Page MenuHomePhabricator

Enable Machine Translation in English in the content translation tool
Open, LowPublic

Description

It is possible to rapidly bring automated translation up to good standard, especially if one is fluent in the target language, and slightly familiar with the source language.
Currently English is disabled as a target language on the content translation tool. The project would benefit from having this enabled.

Runa said:

Machine translations were '''not''' supposed to be enabled in the English Wikipedia, but it got enabled in error during a configuration change, and now it's disabled.

Event Timeline

KartikMistry renamed this task from Enable English in the content translation tool to Enable Machine Translation in English in the content translation tool.Jun 26 2016, 2:40 PM

Anyway, as I said (with a typo correction): I don't think any major translator service doesn't start with a machine translation and then improve it by comparison with the original language's text. This machine translation is already available, and offered to other languages, help those of us out who translate into English: Turn it on; if people don't want it, they don't have to use it.

Amire80 triaged this task as Medium priority.Jul 22 2016, 8:42 PM

enwiki is currently discussing challenges related to machine translations here: https://en.wikipedia.org/w/index.php?title=Wikipedia:Administrators%27_noticeboard&oldid=731562551#Content_translator_tool_creating_nonsense_pages

WMF staff is reviewing for feedback. I suggest putting this on hold pending community consensus at the target language.

WMF staff is reviewing for feedback. I suggest putting this on hold pending community consensus at the target language.

It is on hold. We don't have any immediate timeline for this, but we are putting together all the requests we are receiving to keep them on record. Thanks.

@Arrbee: The cited discussion ended a year ago and resulted in an edit filter preventing people who are not extended confirmed from using the Content Translation Tool. At this point, there doesn't seem to be any reason to not enable machine translation into English. Those of us who use the tool would certainly benefit from this capability being enabled, and it is very unlikely that it will result in poorly translated articles since the tool is restricted to extended confirmed users.

Xaosflux changed the task status from Open to Stalled.Apr 16 2017, 11:36 PM
Xaosflux lowered the priority of this task from Medium to Low.

@kaldari - the existence of the enwiki abusefilter is preventing all CXT by newer users to the English Wikipedia - however it does not represent a community consensus that machine translation is supported otherwise - please cite an enwiki discussion supporting enabling machine translation - the only thing I am seeing in https://en.wikipedia.org/wiki/Wikipedia:Translation#Avoid_machine_translations - specifically saying to avoid machine translations for all editors.

@Xaosflux: The content translation tool doesn't automatically machine translate articles. It provides machine translation of specific chunks of text on demand for human beings who are translating articles. Wikipedia:Translation#Avoid_machine_translations is about using "unedited machine translation", which is definitely a bad idea. I think we have a lot more to worry about from newbies using Google Translate than we do from extended confirmed users using the content translation tool. Do you really think we need to reopen the discussions on this?

::::::

Exercises:
**a)** Using the content translation thread, decide whether each statement agrees with it: (i) KartikMistry renamed the task; (ii) Xaosflux raised the task's priority from Low to Medium; (iii) the cited discussion led to an edit filter that keeps users who are not extended confirmed from the Content Translation Tool. Answer yes or no for each, quoting the exact words from the thread that decide it.
**b)** Write the next part of the content translation thread, starting after its last post.

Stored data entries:
::::::

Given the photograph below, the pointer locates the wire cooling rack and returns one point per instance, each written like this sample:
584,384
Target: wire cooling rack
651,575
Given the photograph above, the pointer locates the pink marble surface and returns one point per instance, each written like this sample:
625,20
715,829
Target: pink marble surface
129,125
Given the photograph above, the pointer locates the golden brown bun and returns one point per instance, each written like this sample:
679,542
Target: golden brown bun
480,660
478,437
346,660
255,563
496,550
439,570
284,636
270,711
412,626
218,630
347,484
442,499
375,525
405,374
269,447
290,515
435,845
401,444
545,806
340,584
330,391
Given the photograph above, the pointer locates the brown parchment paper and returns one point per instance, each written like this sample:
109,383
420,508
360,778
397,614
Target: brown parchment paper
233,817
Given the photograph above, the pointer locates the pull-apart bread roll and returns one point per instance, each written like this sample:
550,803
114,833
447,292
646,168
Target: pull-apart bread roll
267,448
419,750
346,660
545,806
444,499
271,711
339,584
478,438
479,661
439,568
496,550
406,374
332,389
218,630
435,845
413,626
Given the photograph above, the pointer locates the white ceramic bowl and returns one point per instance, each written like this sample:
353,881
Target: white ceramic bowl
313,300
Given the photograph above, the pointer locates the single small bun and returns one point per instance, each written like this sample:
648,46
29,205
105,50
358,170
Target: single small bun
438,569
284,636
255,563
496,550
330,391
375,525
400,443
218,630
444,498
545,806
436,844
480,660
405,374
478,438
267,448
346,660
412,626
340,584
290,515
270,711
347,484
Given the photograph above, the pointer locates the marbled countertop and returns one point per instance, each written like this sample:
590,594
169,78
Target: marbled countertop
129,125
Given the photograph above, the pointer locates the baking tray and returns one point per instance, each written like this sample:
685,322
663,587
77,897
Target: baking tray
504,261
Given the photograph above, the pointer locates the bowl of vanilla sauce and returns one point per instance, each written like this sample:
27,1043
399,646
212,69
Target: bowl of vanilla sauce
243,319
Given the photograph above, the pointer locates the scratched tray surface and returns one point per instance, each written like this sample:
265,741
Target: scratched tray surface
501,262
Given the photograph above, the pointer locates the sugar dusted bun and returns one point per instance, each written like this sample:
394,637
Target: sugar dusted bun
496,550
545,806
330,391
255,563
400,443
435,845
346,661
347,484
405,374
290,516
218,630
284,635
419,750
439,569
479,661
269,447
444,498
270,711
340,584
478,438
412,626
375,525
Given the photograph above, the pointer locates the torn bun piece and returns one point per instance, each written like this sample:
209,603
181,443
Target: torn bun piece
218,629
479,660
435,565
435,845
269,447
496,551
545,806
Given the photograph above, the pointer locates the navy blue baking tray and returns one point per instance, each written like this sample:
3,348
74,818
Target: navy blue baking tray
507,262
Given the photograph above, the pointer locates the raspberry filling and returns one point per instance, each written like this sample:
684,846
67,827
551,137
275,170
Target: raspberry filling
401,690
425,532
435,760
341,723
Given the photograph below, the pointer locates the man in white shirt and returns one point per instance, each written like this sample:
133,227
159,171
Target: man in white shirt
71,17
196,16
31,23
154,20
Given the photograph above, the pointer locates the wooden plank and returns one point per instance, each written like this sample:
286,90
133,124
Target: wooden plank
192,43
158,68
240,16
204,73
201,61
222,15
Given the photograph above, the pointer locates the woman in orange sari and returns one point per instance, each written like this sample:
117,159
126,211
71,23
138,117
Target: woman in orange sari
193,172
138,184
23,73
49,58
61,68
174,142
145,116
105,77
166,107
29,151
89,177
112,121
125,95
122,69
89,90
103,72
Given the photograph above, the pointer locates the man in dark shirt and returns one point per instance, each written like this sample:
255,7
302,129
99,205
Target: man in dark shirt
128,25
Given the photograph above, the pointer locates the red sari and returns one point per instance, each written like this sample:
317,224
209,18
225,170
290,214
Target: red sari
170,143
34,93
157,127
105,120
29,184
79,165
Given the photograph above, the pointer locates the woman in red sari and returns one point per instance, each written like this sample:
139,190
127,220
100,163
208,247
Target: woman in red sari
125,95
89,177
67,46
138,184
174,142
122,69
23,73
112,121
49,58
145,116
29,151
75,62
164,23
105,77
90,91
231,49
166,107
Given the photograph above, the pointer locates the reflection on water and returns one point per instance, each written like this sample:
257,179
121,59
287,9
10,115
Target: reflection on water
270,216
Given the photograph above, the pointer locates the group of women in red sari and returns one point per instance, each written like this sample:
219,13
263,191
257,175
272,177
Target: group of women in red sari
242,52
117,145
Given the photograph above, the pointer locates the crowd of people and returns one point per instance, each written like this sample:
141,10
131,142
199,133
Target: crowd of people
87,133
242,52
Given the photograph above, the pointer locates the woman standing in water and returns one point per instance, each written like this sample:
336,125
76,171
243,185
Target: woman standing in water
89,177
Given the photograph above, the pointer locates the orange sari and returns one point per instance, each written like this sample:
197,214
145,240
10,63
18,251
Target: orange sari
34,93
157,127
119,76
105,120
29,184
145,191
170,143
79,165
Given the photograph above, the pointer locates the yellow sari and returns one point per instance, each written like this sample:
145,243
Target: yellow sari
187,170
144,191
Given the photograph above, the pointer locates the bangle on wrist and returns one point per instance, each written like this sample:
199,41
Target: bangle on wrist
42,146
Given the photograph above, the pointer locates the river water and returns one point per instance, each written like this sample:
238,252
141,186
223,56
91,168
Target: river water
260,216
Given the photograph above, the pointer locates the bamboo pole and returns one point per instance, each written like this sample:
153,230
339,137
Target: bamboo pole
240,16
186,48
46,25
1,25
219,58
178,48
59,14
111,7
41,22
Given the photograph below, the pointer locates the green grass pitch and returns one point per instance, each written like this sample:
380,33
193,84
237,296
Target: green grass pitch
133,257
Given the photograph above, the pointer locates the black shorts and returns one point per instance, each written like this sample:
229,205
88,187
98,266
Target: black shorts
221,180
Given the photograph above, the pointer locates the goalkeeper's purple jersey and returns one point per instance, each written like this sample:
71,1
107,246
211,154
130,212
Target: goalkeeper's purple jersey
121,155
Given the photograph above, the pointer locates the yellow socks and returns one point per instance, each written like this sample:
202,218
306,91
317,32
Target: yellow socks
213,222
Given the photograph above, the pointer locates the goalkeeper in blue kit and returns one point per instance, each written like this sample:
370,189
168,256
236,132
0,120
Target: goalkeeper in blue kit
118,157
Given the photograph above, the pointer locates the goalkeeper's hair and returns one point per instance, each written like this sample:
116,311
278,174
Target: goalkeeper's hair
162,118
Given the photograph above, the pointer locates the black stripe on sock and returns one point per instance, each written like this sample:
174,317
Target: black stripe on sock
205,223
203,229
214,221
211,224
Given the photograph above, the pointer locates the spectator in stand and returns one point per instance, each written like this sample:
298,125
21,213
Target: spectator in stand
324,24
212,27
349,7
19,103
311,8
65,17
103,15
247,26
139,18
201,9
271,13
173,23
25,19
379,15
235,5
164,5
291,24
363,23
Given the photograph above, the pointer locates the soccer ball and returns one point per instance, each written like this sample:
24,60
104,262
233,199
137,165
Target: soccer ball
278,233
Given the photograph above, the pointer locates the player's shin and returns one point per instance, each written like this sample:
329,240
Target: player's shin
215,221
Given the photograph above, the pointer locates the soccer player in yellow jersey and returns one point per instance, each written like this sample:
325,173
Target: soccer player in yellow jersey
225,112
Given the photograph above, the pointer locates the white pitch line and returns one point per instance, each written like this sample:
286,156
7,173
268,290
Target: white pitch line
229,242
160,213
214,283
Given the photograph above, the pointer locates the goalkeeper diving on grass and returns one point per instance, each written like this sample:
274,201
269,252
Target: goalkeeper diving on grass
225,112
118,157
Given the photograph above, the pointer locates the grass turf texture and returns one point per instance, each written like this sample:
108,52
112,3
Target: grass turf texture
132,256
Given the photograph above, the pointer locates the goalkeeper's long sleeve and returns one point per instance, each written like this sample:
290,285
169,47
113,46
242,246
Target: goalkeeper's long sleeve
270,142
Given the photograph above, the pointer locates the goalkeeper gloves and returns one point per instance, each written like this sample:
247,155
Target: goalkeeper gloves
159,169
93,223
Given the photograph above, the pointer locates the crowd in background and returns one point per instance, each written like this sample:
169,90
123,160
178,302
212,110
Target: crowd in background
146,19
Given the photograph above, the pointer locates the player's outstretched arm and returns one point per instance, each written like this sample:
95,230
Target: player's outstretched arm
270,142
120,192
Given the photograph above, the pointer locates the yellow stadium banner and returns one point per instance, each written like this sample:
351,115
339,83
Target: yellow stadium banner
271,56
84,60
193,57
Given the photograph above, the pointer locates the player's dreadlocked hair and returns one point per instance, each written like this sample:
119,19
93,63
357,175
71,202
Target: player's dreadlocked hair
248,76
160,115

::::::

Answers for the exercise:
**a)**
(i) Yes: "KartikMistry renamed this task from Enable English in the content translation tool to Enable Machine Translation in English in the content translation tool"
(ii) No: "Xaosflux lowered the priority of this task from Medium to Low."
(iii) Yes: "resulted in an edit filter preventing people who are not extended confirmed from using the Content Translation Tool"

**b)**
One recurring issue has been trouble with the translation tool interface - it is hard to add community controlled messages in to the page - adding a MediaWiki transclusion to the page where community expectations could be spelled out may be sufficient. Any devs of this tool have options for us?

There is a enwiki RFC open that may resolve the community consensus question here: https://en.wikipedia.org/wiki/Wikipedia_talk:Translation#RFC

I don't think that RFC (or Translation#Avoid_machine_translations) directly address this task. I support prohibiting machine translated articles on English Wikipedia, but I also support enabling machine translation in the Content Translation Tool as an aide to manual translation. If I vote to keep the prohibition, will that be interpreted as a vote against resolving this task?

I reject the premise of the opening sentence of this task as false, which means that the proposal given in the second sentence is completely moot:

It is possible to rapidly bring automated translation up to good standard, especially if one is fluent in the target language, and slightly familiar with the source language. [emphasis added]

In fact, it is not possible to bring automated translation up to good standard, rapidly or otherwise, unless one has a substantial familiarity with the source language.

The problem lies in the expression "good standard" which conflates "good English" with "good translation" and is a typical (and natural) misunderstanding of monolinguals.

If by "good standard" you mean "a good standard of English" (fully grammatical, correct, and well-styled English, as a typical native speaker would generate), then yes, I would agree with you. However, that beautiful English may hide glaring inaccuracies of fact resulting from poor translation of the original.

If by "good standard" you mean, "an accurate translation which does not misrepresent the facts of the source" then I completely disagree with you. Automatic translation regularly produces much better English than in the past, but errors of fact are still there, and the better the quality of English, the more these errors are invisible to monolinguals under the pretty, whitewashed façade.

In a way, a highly-sourced article with many references exacerbates the problem, because who is going to dare to challenge an article in beautiful English prose with dozens or hundreds of references in German, Croatian and Hungarian every sentence or two? Don't they "prove" the accuracy of the (English) article?

The fact is, there is simply no way to claim a translated article has a "good standard" if you have only a passing familiarity with the source language.

Automatic translation has been around for over 50 years and is getting better fast, but it's not there yet. I use CXT and I find no utility for having machine translation available through the tool, as MT is one click and one tab away if I want it.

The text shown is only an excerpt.